Work to complete
Reproduce, without alteration, the portion of the entries below that begins with the line containing "Batch processing job — object class: woman." and ends with the line containing "206 39 238 53", including both of those lines and nothing else.

Records shown
-*-
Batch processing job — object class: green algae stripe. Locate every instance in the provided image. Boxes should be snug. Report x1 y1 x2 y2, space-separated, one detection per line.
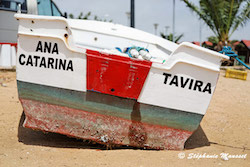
17 81 203 131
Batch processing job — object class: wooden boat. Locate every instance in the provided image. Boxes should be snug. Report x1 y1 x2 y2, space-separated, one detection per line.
15 14 227 150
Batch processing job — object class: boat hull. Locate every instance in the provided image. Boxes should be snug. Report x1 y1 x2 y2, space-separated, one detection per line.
16 14 227 150
18 81 203 150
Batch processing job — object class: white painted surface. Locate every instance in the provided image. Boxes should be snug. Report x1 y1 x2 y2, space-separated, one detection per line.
11 46 16 67
17 35 86 91
0 10 18 43
0 45 11 68
16 14 226 114
138 63 218 115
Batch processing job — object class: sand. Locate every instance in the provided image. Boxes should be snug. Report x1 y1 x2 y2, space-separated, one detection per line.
0 71 250 167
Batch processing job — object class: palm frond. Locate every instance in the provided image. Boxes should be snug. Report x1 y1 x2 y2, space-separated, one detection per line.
229 0 250 36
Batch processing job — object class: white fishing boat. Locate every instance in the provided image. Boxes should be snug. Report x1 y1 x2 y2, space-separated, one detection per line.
15 14 227 150
0 0 63 69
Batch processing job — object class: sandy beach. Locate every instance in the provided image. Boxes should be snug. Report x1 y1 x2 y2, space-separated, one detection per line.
0 71 250 167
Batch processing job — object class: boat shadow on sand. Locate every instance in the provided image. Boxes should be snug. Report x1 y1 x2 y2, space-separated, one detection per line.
18 113 210 150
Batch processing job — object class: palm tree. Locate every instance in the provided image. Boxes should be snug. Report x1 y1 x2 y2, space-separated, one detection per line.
182 0 250 49
161 33 184 43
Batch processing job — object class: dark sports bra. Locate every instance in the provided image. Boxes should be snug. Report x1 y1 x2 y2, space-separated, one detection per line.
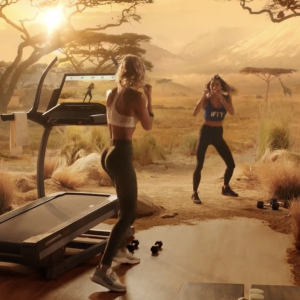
203 98 227 121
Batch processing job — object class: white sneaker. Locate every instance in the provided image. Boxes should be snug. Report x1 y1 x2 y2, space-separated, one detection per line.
90 267 126 292
113 249 140 265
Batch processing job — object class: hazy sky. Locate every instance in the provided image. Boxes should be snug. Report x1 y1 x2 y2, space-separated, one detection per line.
101 0 270 50
0 0 270 60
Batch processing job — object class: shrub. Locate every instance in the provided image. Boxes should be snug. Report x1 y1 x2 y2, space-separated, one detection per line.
257 103 292 158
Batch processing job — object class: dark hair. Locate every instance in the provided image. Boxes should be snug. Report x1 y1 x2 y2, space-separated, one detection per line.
204 74 230 93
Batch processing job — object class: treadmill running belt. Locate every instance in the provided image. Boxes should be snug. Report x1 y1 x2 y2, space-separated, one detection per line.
0 194 109 243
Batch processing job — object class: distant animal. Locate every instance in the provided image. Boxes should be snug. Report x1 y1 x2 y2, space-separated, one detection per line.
278 77 292 97
255 95 265 99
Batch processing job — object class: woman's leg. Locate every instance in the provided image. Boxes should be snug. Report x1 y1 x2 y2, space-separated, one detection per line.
213 137 238 197
101 146 137 266
193 127 210 193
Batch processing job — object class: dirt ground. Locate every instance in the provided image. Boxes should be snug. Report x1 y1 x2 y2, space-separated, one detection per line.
6 149 300 285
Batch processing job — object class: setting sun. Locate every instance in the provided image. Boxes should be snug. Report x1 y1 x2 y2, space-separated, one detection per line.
43 7 63 31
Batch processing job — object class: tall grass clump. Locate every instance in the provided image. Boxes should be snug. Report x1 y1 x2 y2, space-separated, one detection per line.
181 134 198 156
290 198 300 251
0 170 15 215
55 126 109 165
257 103 292 158
133 133 166 166
256 158 300 200
91 127 110 152
44 156 67 179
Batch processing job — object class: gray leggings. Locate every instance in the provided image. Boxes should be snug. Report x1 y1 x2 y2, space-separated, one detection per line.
101 140 137 266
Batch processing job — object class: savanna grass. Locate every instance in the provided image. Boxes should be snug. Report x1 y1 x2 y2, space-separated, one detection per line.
257 103 292 158
290 198 300 251
256 159 300 200
0 170 15 215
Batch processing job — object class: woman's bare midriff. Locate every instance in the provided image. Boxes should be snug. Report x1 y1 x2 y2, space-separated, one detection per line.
109 125 135 141
204 120 223 127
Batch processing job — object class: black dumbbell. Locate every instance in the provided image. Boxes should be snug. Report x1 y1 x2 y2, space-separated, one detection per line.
270 198 290 208
150 245 159 254
256 201 279 210
150 241 163 254
131 240 140 249
155 241 163 250
127 240 140 253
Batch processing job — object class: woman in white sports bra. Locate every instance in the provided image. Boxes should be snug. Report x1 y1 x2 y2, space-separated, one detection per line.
91 55 154 292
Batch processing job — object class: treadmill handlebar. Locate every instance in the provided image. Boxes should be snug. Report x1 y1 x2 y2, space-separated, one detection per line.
89 114 107 124
1 114 15 121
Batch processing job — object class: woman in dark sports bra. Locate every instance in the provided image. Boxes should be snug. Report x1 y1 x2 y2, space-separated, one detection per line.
192 75 238 204
91 55 154 292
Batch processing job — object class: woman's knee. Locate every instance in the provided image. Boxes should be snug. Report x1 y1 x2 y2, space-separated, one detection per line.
227 162 235 171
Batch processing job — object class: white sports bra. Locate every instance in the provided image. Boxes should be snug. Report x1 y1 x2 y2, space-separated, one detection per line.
106 88 139 128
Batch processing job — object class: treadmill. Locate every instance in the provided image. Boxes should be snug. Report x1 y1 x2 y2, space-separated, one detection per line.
0 58 118 278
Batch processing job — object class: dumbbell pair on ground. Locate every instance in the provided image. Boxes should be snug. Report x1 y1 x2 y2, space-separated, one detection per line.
127 240 163 255
256 198 289 210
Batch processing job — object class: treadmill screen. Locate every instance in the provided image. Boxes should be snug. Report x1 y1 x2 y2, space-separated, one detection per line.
57 74 116 104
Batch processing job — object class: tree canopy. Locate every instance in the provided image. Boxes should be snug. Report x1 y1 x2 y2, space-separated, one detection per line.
227 0 300 23
240 67 297 102
0 0 152 113
60 32 153 73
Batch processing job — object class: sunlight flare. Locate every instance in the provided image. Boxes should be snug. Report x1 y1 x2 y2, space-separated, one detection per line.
43 6 63 31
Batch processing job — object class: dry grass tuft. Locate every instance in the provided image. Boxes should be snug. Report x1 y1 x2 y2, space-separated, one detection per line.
257 159 300 200
0 170 15 215
258 102 292 158
44 156 67 179
290 198 300 250
52 167 87 190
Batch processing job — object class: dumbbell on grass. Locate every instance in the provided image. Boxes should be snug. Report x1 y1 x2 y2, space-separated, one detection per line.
127 240 140 252
150 241 163 254
270 198 290 208
256 201 279 210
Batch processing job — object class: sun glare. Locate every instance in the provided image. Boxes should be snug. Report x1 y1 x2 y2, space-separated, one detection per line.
43 7 63 31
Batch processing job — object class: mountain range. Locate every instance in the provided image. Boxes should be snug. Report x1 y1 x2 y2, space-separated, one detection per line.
144 18 300 76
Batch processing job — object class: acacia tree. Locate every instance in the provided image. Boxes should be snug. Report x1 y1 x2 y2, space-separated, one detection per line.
60 32 153 73
240 67 297 102
0 0 152 113
227 0 300 23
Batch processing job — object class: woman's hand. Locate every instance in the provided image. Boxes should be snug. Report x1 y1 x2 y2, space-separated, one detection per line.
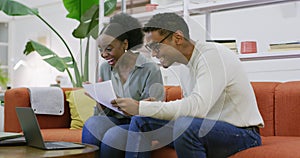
111 98 139 116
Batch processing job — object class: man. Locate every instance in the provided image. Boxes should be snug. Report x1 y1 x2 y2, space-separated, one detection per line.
112 13 264 158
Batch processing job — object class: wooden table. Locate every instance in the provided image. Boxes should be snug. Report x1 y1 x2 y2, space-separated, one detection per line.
0 145 99 158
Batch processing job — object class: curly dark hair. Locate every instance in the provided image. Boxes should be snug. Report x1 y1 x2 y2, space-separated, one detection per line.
109 13 144 49
143 13 190 40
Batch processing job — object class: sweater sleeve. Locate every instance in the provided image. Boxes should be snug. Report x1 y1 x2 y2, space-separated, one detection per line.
139 43 227 120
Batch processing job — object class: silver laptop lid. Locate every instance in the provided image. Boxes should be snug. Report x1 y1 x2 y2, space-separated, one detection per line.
16 107 46 149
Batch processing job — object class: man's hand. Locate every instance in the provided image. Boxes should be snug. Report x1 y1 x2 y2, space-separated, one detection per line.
111 98 139 116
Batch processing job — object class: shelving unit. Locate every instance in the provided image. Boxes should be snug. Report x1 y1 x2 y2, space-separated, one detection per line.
239 50 300 61
127 0 300 61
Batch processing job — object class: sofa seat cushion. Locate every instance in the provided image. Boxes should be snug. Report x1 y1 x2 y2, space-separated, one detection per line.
41 128 82 143
230 136 300 158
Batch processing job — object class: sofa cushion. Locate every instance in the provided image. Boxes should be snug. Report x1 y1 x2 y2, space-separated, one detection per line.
275 81 300 136
41 128 82 143
230 136 300 158
65 89 96 129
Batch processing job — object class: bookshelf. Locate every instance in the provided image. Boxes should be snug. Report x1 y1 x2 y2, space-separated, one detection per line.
128 0 300 61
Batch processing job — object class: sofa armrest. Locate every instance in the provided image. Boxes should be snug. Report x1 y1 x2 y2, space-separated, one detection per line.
4 88 72 132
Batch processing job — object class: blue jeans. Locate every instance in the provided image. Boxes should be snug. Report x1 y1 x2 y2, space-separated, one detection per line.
82 116 130 157
126 117 261 158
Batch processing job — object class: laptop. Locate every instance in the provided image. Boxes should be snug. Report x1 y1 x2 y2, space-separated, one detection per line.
16 107 85 150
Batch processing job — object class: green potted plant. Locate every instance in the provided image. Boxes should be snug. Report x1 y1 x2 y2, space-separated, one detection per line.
0 68 8 87
0 0 117 87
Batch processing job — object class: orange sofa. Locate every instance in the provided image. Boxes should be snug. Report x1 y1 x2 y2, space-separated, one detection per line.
4 81 300 158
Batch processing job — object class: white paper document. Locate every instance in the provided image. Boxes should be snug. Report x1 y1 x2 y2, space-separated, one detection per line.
83 80 124 115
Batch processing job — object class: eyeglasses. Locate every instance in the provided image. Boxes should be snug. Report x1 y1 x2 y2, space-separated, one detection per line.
145 32 173 53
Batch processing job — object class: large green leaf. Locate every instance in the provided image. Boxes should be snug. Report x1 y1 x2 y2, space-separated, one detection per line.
0 68 8 86
63 0 99 21
24 40 74 72
0 0 38 16
73 0 117 39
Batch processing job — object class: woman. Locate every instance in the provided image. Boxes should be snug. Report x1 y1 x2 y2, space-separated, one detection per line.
82 13 163 157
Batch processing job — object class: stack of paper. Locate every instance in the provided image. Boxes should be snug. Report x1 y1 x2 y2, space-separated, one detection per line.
206 40 238 53
83 80 124 115
270 41 300 52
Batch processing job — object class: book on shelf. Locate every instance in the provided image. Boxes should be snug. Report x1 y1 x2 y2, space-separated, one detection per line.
0 132 23 141
269 41 300 51
206 39 238 53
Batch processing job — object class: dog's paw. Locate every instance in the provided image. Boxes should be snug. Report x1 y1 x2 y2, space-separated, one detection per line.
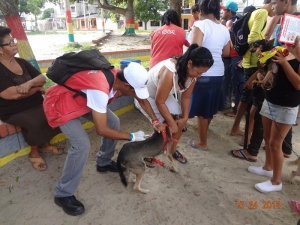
-*-
Task answer
Batch processing job — object class: woman. Locate every instance in the provided image. Boxes should be snug. Report x1 y1 x2 y2, space-separated, one detection per line.
82 13 163 157
Batch processing job — object class: stack of paper. Locate every instance in the provided image. Boxes should be snug. Report x1 y1 x2 y2, space-separated, one detection per line.
206 40 238 53
83 80 124 115
270 41 300 52
Batch processing job — object class: book on shelf. Locate every instance in the provided image. Boxes should be snug. Report x1 y1 x2 y2, space-separated, one detection per line.
0 132 23 141
269 41 300 51
206 39 238 53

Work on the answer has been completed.